Action item: Retype the records exactly, including every line.

Supplied records: Begin

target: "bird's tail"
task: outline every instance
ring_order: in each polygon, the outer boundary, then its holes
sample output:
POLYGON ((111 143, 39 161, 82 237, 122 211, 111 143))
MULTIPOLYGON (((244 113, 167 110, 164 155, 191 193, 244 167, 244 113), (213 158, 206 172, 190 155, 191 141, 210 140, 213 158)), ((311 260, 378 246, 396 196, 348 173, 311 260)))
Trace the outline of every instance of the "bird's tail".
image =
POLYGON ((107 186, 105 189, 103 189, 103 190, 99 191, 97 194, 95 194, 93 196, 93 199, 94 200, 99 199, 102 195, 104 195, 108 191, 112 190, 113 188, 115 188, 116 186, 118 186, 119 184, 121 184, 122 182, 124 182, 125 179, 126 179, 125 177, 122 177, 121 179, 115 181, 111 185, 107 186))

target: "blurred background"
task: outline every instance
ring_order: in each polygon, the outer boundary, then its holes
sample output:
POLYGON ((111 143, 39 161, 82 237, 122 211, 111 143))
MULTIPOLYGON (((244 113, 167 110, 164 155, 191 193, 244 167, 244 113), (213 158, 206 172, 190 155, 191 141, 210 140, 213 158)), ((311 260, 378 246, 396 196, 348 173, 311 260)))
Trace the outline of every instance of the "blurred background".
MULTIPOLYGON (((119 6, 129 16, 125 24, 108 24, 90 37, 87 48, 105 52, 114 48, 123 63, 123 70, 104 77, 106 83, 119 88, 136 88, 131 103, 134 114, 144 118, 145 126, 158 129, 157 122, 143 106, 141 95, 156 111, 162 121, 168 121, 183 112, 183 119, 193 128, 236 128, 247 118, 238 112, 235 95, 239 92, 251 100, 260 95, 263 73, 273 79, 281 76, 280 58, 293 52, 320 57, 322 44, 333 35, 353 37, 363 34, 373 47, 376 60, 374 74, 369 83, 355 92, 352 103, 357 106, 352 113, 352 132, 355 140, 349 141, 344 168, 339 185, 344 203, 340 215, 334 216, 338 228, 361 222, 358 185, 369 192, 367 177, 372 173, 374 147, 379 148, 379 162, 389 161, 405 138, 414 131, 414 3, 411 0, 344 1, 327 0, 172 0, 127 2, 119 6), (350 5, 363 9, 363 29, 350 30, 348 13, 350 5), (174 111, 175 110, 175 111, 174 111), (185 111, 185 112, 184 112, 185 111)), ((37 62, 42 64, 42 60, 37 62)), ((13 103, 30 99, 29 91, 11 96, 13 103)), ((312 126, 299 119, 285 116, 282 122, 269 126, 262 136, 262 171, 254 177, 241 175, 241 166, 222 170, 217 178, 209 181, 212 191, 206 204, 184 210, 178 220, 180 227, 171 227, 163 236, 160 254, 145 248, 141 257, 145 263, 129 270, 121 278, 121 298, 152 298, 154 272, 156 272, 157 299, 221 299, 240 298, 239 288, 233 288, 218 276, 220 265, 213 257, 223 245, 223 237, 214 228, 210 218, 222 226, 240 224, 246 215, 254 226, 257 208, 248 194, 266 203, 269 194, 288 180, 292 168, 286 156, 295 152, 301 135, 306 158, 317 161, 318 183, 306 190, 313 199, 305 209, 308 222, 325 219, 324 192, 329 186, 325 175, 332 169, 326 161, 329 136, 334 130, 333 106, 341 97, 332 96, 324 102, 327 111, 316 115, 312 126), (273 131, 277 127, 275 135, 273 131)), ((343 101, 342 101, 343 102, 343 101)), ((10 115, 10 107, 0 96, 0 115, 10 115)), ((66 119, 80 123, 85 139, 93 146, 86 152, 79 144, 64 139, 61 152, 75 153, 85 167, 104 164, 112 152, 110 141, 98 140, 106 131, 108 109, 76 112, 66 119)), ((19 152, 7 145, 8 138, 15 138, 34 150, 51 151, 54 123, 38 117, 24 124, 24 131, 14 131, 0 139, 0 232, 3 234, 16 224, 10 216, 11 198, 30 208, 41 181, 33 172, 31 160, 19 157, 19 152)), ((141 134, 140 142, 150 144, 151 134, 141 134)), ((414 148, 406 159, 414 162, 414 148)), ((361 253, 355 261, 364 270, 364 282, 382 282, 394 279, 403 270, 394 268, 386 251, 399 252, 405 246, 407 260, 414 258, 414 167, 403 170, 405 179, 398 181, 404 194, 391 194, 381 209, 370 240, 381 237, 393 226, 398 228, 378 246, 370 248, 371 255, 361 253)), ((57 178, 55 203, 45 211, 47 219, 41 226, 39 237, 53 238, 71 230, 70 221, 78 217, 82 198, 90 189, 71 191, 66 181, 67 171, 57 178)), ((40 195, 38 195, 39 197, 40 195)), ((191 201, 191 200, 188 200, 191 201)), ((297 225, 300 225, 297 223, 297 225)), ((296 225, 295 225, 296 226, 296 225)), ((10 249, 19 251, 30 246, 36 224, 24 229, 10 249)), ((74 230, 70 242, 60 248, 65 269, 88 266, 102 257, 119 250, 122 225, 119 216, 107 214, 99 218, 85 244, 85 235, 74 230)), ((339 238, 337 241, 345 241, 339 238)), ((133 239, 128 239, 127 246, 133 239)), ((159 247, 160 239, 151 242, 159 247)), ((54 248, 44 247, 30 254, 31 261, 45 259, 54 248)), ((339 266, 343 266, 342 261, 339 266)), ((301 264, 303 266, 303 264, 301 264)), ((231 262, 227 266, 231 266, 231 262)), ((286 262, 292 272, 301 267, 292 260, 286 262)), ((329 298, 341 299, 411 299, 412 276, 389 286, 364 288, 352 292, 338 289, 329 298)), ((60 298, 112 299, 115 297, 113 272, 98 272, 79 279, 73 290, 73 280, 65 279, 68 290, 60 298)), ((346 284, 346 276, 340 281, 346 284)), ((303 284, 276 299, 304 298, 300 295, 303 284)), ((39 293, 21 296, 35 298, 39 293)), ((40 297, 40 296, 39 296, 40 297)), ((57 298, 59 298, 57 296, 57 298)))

Supplied records: End

Task result:
target: "bird's tail"
task: outline every instance
ring_order: in each polygon, the outer boundary, then its holes
sample output:
POLYGON ((111 143, 39 161, 82 237, 122 211, 111 143))
MULTIPOLYGON (((244 113, 167 110, 164 155, 191 193, 244 167, 244 113), (213 158, 206 172, 190 155, 191 141, 210 140, 213 158)), ((311 260, 378 246, 396 196, 348 173, 311 260)))
Trace the outline of every instance of the "bird's tail".
image =
POLYGON ((107 186, 105 189, 103 189, 103 190, 99 191, 97 194, 95 194, 93 196, 93 199, 94 200, 99 199, 102 195, 104 195, 108 191, 112 190, 113 188, 115 188, 116 186, 118 186, 119 184, 121 184, 122 182, 124 182, 125 179, 126 179, 125 177, 122 177, 121 179, 115 181, 111 185, 107 186))

target: "blurred background"
task: outline every instance
ring_order: in each polygon, the outer boundary, then its holes
sample output:
POLYGON ((111 143, 39 161, 82 237, 122 211, 111 143))
MULTIPOLYGON (((244 113, 167 110, 164 155, 191 193, 244 167, 244 113), (213 158, 206 172, 190 155, 191 141, 210 140, 213 158)), ((311 260, 378 246, 396 196, 348 173, 311 260)))
Trace the outline of every instance of the "blurred background".
MULTIPOLYGON (((119 6, 129 16, 125 24, 108 24, 90 37, 87 48, 105 52, 114 48, 123 63, 123 70, 104 77, 106 83, 119 88, 136 88, 131 103, 134 114, 144 118, 145 126, 158 129, 157 122, 143 106, 141 95, 156 111, 162 121, 168 121, 183 112, 183 119, 193 128, 236 128, 247 118, 238 112, 235 95, 239 92, 251 100, 260 95, 263 73, 273 79, 281 76, 280 58, 293 52, 320 57, 322 44, 333 35, 353 37, 363 34, 373 47, 376 60, 374 74, 369 83, 355 92, 352 103, 357 106, 352 113, 352 132, 355 140, 349 141, 344 168, 339 185, 344 203, 340 215, 334 216, 338 228, 361 222, 358 185, 369 192, 367 177, 372 173, 374 147, 379 148, 379 162, 389 161, 405 138, 414 131, 414 3, 411 0, 344 1, 327 0, 172 0, 127 2, 119 6), (350 5, 363 9, 363 29, 350 30, 348 13, 350 5), (174 111, 175 110, 175 111, 174 111), (185 111, 185 112, 184 112, 185 111)), ((37 62, 42 64, 42 60, 37 62)), ((13 103, 30 99, 29 91, 11 96, 13 103)), ((312 126, 299 119, 285 116, 282 122, 269 126, 262 136, 262 171, 254 177, 241 175, 241 166, 222 170, 217 178, 209 181, 212 191, 206 204, 184 210, 178 220, 180 227, 171 227, 163 236, 160 254, 145 248, 141 257, 145 263, 129 270, 121 278, 121 298, 152 298, 154 272, 156 272, 157 299, 221 299, 240 298, 239 288, 233 288, 218 276, 220 265, 213 257, 223 245, 223 237, 214 228, 210 218, 222 226, 240 224, 246 215, 254 226, 257 208, 248 194, 266 203, 269 194, 288 180, 292 168, 286 156, 295 152, 301 135, 306 158, 317 161, 318 183, 306 190, 313 199, 305 209, 308 222, 325 219, 324 192, 329 186, 325 175, 332 169, 326 161, 329 136, 334 130, 333 106, 341 97, 332 96, 324 102, 327 111, 316 115, 312 126), (273 131, 277 127, 275 135, 273 131)), ((343 101, 342 101, 343 102, 343 101)), ((10 115, 10 107, 0 96, 0 115, 10 115)), ((66 119, 80 123, 85 139, 93 146, 86 152, 79 144, 64 139, 61 152, 75 153, 85 167, 104 164, 112 152, 110 141, 98 140, 106 131, 108 109, 76 112, 66 119)), ((19 152, 7 145, 8 138, 15 138, 34 150, 51 151, 54 123, 38 117, 24 124, 24 131, 14 131, 0 139, 0 232, 3 234, 16 224, 10 216, 11 198, 30 208, 41 181, 33 172, 31 160, 19 157, 19 152)), ((141 134, 140 142, 150 144, 151 134, 141 134)), ((414 148, 406 159, 414 162, 414 148)), ((361 253, 355 261, 364 270, 364 282, 382 282, 394 279, 403 270, 394 268, 386 251, 399 252, 405 246, 407 260, 414 258, 414 167, 403 170, 405 179, 398 181, 404 194, 391 194, 381 209, 370 240, 381 237, 393 226, 398 228, 378 246, 370 248, 371 255, 361 253)), ((57 178, 55 203, 45 211, 47 219, 41 226, 39 237, 53 238, 71 230, 70 221, 78 217, 82 198, 90 189, 71 191, 66 181, 67 171, 57 178)), ((40 195, 38 195, 39 197, 40 195)), ((191 201, 191 200, 188 200, 191 201)), ((297 225, 300 225, 297 223, 297 225)), ((296 225, 295 225, 296 226, 296 225)), ((10 249, 19 251, 30 246, 36 224, 24 229, 10 249)), ((74 230, 70 242, 60 248, 65 269, 88 266, 102 257, 119 250, 122 225, 119 216, 107 214, 99 218, 85 244, 85 235, 74 230)), ((339 238, 337 241, 345 241, 339 238)), ((133 239, 128 239, 127 246, 133 239)), ((159 247, 160 239, 151 242, 159 247)), ((54 248, 44 247, 30 254, 31 261, 45 259, 54 248)), ((339 266, 343 266, 342 261, 339 266)), ((301 264, 303 266, 303 264, 301 264)), ((231 262, 227 266, 231 266, 231 262)), ((286 262, 292 272, 301 267, 292 260, 286 262)), ((329 298, 341 299, 411 299, 412 276, 389 286, 364 288, 352 292, 338 289, 329 298)), ((60 298, 112 299, 115 297, 113 272, 98 272, 79 279, 73 290, 73 280, 65 279, 68 290, 60 298)), ((346 284, 346 276, 340 281, 346 284)), ((303 284, 276 299, 304 298, 300 295, 303 284)), ((39 293, 21 296, 35 298, 39 293)), ((40 297, 40 296, 39 296, 40 297)), ((57 298, 59 298, 57 296, 57 298)))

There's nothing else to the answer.